- [EXERCISE REQUIREMENTS] The stretch from the line with "positive clicks: (43, 405)" through the line with "259L200 262L198 244L147" in the records below: write it out exactly, and nothing else.

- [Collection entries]
Content starts

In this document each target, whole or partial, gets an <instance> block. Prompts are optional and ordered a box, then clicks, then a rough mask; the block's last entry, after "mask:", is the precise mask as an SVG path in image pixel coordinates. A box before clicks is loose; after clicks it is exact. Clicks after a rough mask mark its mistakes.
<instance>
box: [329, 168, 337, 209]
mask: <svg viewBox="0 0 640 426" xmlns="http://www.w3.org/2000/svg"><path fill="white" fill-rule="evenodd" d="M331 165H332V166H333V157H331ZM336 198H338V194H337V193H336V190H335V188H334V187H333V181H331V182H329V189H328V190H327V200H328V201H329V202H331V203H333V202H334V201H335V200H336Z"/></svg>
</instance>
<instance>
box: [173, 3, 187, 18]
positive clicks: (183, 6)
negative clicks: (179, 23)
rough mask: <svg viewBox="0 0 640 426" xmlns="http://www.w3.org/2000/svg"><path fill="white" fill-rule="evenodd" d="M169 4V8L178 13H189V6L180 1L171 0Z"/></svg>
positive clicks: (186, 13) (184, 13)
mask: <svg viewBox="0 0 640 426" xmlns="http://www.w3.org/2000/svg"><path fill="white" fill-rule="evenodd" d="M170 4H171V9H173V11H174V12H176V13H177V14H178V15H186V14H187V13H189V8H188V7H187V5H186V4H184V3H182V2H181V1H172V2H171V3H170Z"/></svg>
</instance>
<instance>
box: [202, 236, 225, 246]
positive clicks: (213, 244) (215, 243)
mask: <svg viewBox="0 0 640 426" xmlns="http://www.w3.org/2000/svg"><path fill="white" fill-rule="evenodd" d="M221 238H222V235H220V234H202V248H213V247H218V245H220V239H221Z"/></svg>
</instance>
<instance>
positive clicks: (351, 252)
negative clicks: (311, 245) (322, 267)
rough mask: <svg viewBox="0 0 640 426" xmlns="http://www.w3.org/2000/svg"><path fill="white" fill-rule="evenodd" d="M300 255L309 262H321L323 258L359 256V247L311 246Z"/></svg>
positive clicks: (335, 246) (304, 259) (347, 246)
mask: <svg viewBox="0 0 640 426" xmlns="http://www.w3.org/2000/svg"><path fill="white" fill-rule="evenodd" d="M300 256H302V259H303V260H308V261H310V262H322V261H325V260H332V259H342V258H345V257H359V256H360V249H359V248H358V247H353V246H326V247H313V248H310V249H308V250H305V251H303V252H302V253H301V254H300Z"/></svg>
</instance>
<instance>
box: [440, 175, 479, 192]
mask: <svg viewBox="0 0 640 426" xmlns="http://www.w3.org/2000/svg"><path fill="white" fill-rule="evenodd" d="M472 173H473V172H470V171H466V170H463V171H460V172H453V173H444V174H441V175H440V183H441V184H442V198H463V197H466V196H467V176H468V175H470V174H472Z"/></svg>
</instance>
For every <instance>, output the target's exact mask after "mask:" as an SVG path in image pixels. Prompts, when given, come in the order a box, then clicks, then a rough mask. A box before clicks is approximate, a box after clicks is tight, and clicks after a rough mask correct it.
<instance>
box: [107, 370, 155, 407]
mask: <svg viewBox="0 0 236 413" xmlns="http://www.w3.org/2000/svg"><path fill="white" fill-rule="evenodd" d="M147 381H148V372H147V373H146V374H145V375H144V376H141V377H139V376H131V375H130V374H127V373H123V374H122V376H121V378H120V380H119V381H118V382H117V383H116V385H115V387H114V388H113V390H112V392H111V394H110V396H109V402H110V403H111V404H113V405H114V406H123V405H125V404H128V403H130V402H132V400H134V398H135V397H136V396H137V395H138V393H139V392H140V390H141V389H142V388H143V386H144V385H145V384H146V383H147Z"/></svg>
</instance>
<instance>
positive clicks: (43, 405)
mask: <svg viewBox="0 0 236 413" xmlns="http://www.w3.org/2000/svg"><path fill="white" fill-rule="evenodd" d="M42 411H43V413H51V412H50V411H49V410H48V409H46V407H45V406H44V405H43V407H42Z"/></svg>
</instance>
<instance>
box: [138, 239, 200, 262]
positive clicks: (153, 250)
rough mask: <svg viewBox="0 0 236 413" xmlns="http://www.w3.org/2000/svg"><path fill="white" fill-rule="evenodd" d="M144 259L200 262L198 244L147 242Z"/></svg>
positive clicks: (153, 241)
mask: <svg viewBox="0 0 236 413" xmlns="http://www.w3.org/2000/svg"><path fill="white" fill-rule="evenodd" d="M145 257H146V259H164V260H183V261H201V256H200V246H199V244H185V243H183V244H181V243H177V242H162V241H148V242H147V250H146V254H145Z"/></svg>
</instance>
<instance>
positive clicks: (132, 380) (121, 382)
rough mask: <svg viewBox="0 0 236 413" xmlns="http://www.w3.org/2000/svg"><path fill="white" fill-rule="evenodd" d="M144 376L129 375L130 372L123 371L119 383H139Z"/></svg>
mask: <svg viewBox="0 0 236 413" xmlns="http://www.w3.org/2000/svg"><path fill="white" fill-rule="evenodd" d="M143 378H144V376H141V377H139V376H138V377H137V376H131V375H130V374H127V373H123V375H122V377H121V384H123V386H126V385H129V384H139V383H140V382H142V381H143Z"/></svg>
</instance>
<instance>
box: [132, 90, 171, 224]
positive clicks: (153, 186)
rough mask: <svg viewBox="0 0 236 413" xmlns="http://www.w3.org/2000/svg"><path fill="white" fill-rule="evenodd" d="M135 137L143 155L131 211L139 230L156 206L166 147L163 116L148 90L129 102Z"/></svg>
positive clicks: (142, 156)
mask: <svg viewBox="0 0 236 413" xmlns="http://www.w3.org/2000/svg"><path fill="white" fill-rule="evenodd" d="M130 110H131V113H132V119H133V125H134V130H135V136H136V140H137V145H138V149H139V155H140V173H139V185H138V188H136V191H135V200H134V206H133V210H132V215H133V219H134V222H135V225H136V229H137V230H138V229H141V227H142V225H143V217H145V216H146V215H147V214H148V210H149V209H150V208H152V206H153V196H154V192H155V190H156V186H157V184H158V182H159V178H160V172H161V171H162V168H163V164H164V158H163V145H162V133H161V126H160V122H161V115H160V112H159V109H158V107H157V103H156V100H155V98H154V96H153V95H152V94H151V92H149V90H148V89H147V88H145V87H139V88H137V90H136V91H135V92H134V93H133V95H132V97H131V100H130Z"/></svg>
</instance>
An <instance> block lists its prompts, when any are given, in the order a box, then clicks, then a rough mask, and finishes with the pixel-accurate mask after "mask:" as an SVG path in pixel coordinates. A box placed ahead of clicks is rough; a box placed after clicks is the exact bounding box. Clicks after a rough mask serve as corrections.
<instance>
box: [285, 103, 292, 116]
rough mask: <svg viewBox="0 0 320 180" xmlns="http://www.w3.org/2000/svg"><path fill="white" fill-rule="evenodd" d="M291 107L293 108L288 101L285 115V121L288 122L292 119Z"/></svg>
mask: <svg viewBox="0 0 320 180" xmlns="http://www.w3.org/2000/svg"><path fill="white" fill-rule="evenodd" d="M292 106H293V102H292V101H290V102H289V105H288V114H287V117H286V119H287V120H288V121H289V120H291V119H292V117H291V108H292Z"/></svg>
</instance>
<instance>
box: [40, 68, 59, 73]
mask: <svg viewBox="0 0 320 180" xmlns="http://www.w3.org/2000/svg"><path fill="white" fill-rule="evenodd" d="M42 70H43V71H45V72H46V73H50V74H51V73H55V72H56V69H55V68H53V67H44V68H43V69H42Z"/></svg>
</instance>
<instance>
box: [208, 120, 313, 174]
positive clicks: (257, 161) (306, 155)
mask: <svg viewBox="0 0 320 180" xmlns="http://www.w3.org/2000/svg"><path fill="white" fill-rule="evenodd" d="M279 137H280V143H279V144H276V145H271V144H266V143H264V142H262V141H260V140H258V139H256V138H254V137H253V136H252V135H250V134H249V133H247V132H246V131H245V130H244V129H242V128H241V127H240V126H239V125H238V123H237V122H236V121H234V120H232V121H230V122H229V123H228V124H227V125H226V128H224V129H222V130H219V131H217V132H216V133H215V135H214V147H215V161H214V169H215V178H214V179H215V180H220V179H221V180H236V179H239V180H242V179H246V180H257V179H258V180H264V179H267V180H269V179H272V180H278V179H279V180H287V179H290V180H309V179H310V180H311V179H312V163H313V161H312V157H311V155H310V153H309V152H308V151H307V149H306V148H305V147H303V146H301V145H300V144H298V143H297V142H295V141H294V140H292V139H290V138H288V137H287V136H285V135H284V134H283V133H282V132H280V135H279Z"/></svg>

Content ends

- [OUTPUT FOR THIS EXERCISE]
positive clicks: (43, 405)
mask: <svg viewBox="0 0 236 413" xmlns="http://www.w3.org/2000/svg"><path fill="white" fill-rule="evenodd" d="M42 411H43V413H51V412H50V411H49V410H48V409H46V407H45V406H44V405H43V407H42Z"/></svg>
</instance>
<instance>
box: [138, 239, 200, 262]
positive clicks: (153, 250)
rough mask: <svg viewBox="0 0 236 413" xmlns="http://www.w3.org/2000/svg"><path fill="white" fill-rule="evenodd" d="M144 259L200 262L198 244L147 242Z"/></svg>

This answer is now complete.